[Location labeling data]
________________________

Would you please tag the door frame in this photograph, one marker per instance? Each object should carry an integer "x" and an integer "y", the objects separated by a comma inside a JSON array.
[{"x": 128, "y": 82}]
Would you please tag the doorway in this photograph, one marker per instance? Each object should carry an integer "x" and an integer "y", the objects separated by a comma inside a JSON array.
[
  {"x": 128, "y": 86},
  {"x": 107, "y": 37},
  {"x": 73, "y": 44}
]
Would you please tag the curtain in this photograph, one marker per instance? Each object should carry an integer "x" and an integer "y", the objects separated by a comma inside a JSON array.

________________________

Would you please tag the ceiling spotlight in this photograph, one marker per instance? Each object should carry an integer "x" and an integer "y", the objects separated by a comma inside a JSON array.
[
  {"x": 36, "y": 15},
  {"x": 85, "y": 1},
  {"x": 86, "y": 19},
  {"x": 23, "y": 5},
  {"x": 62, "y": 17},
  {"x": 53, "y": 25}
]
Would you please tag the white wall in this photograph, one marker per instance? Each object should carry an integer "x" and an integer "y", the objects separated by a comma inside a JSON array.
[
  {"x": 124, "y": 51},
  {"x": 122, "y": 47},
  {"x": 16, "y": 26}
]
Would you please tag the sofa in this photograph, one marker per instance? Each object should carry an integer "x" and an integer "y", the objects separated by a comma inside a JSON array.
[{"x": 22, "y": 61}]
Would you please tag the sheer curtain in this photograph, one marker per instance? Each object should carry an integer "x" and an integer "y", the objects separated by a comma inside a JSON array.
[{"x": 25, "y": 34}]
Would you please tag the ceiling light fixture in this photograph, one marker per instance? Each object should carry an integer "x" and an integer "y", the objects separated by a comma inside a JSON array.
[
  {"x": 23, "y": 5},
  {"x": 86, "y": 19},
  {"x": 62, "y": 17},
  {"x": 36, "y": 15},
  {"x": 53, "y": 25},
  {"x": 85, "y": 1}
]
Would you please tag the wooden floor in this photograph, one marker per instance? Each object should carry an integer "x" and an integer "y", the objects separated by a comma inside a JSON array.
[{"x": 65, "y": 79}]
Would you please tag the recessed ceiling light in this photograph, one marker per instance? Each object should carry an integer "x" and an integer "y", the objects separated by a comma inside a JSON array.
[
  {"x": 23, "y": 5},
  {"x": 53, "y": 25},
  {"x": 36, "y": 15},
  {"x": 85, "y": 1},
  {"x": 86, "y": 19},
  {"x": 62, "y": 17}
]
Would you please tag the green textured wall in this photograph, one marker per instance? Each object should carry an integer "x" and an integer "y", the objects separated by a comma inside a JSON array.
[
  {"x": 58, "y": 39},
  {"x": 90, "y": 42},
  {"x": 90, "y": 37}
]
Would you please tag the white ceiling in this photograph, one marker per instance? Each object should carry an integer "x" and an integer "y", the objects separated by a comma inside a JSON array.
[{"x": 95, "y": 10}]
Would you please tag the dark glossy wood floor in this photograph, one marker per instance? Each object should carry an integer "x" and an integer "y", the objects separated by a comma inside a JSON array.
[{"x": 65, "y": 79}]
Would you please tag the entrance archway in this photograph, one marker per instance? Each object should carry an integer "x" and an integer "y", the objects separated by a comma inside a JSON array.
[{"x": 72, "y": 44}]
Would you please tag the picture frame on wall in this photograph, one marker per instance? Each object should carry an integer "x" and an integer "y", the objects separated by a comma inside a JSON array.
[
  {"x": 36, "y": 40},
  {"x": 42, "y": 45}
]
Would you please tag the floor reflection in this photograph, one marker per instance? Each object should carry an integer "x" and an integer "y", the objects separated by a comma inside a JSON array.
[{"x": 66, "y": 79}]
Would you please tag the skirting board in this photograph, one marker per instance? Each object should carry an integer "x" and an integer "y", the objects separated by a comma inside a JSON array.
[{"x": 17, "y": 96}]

________________________

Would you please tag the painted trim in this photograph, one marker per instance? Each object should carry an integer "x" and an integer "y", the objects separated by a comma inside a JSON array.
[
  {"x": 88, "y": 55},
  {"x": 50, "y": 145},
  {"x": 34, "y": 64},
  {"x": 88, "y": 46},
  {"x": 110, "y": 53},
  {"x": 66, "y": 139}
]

________________________

● THE REQUEST:
Copy each line of the data that contains the string "wall", treating uppercase and lowercase letters as different.

● TASK SOLUTION:
Would you please tag the white wall in this photograph, one marker per instance? Each object should carry an integer "x" and an integer "y", the objects separated by a comma inside a JSON array.
Would you please tag the green textured wall in this photograph, one marker per instance? Each object should carry an integer "x" and an integer "y", the objects separated by a comma inside a JSON array.
Would you please tag the picture frame on wall in this photograph, one marker per instance? Each object should carry an integer "x" and an integer "y", the objects separated by a comma inside a JSON array.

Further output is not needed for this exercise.